> _Текст страницы_:
··········

Этот прием использования строк Пушкина в злободневном куплете также никого не шокировал. Наоборот, все отлично понимали, что как раз в этом вся соль приема, и поэтому дружно хлопали и смеялись.
Такой прием применяется иногда не только в пародийно-сатирическом плане. Брехт, например, использовал встречу двух королев из «Марии Стюарт» и написал разговор двух рыночных торговок.
Вот почему и появилось в программах нашего спектакля-обозрения имя Островского. Персонажи комедии были осовременены. Как это делалось?
Два Сергея Михайловича фантазировали: они мысленно продлевали биографию каждого образа до Октябрьских дней, до времен революции, и задавали себе небезынтересный вопрос: а как бы себя повели, сообразно своему характеру и мышлению, персонажи Островского? Кем бы они стали?
Вот и получилось, что Мамаев превратился в Мамилюкова-Проливного. Это был намек на лидера кадетской партии Милюкова с его вожделением захватить Дарданеллы. Каюсь — эту фигуру изображал ваш покорный слуга в костюме и гриме белого клоуна.
Крутицкий стал французским генералом Жоффром. На его широких красных галифе чуть пониже спины было начертано «Жоффр». Причем первые две буквы были вышиты крупным шрифтом, а три последние, сами понимаете, значительно более мелким.
Гусар Курчаев растроился: три врангелевских гусара пели куплеты и били чечетку.
Курчаев у Островского сватается за Машеньку, дочку Турусиной (кстати сказать, вспоминаю, что у нашей Турусиной были две приживалки — бабка Керенка и бабка Черновка). А уж раз за Машеньку сватались сразу трое, то возникал повод покаламбурить — ну, если не над многоженством, то над многомужеством! — и справить свадьбу на магометанский лад. Появлялся мулла и пел антирелигиозные куплеты. Не чуждались мы тогда и московской злобы дня. Появившаяся в те дни реклама галош дала основание Третьякову откликнуться новым куплетом, который был исполнен в ближайшем же спектакле:
Публика реагировала на это бурно — смехом и аплодисментами. Когда Луначарский в одном из своих выступлений бросил клич «Назад к Островскому!» — у нас в спектакле сразу же появилась новая мизансцена: Мамилюков кого-то тащил за фалды и натуженно кричал: «Назад, назад к Островскому!» И так далее и тому подобное — я не имею возможности рассказать сейчас обо всем подробно.

··········

> _Предоставленные материалы_:
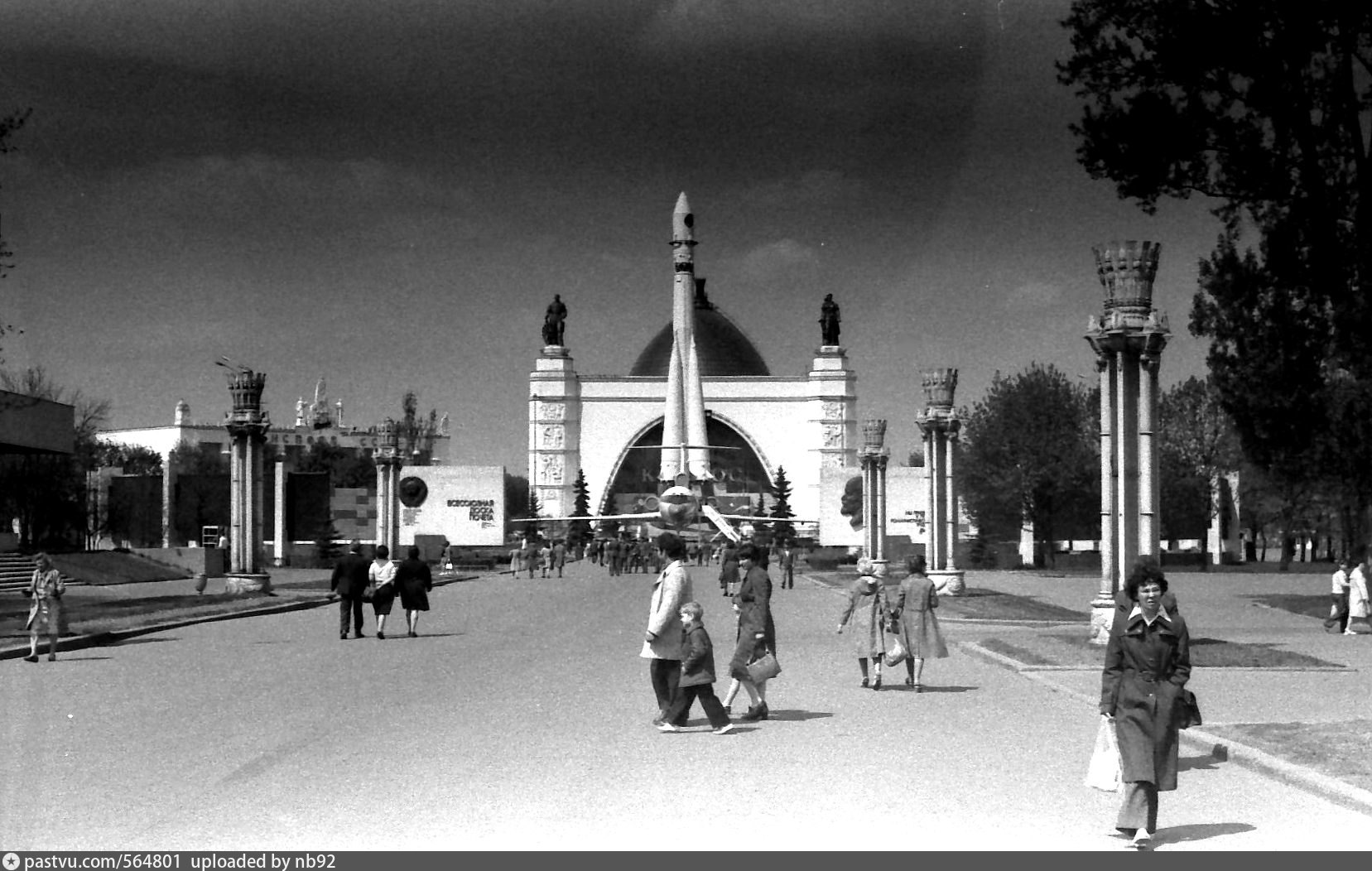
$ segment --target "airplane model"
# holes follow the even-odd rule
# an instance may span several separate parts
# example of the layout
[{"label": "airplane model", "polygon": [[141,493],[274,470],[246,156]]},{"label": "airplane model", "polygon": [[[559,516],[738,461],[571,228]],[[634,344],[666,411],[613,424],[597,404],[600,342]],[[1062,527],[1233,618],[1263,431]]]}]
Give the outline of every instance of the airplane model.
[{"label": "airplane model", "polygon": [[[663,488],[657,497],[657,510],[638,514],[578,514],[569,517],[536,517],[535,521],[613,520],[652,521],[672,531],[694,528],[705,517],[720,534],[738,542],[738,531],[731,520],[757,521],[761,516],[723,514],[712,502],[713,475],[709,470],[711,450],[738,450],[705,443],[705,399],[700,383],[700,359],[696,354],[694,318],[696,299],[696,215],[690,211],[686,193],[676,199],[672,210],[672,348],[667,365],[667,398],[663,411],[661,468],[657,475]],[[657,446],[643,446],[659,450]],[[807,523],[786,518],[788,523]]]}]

··········

> _Задания_:
• A. Сверьте с текстом о спектакле по Островскому три утверждения. Для каждого ответьте «да» или «нет» и приведите решающие слова текста в точности: (i) Крутицкий стал французским генералом Жоффром; (ii) Мамилюкова-Проливного рассказчик играл в костюме и гриме рыжего клоуна; (iii) Брехт использовал встречу двух королев из «Марии Стюарт».
• B. Воспроизведите слово в слово отрывок из текста о спектакле по Островскому. Начните с места, где стоят слова «Вот почему и», и остановитесь после слов «значительно более мелким.».

> _Ответы на задания_:
• A.
(i) Да: «Крутицкий стал французским генералом Жоффром.»
(ii) Нет: «Каюсь — эту фигуру изображал ваш покорный слуга в костюме и гриме белого клоуна.»
(iii) Да: «Брехт, например, использовал встречу двух королев из «Марии Стюарт» и написал разговор двух рыночных торговок.»

• B.
Вот почему и появилось в программах нашего спектакля-обозрения имя Островского. Персонажи комедии были осовременены. Как это делалось?
Два Сергея Михайловича фантазировали: они мысленно продлевали биографию каждого образа до Октябрьских дней, до времен революции, и задавали себе небезынтересный вопрос: а как бы себя повели, сообразно своему характеру и мышлению, персонажи Островского? Кем бы они стали?
Вот и получилось, что Мамаев превратился в Мамилюкова-Проливного. Это был намек на лидера кадетской партии Милюкова с его вожделением захватить Дарданеллы. Каюсь — эту фигуру изображал ваш покорный слуга в костюме и гриме белого клоуна.
Крутицкий стал французским генералом Жоффром. На его широких красных галифе чуть пониже спины было начертано «Жоффр». Причем первые две буквы были вышиты крупным шрифтом, а три последние, сами понимаете, значительно более мелким.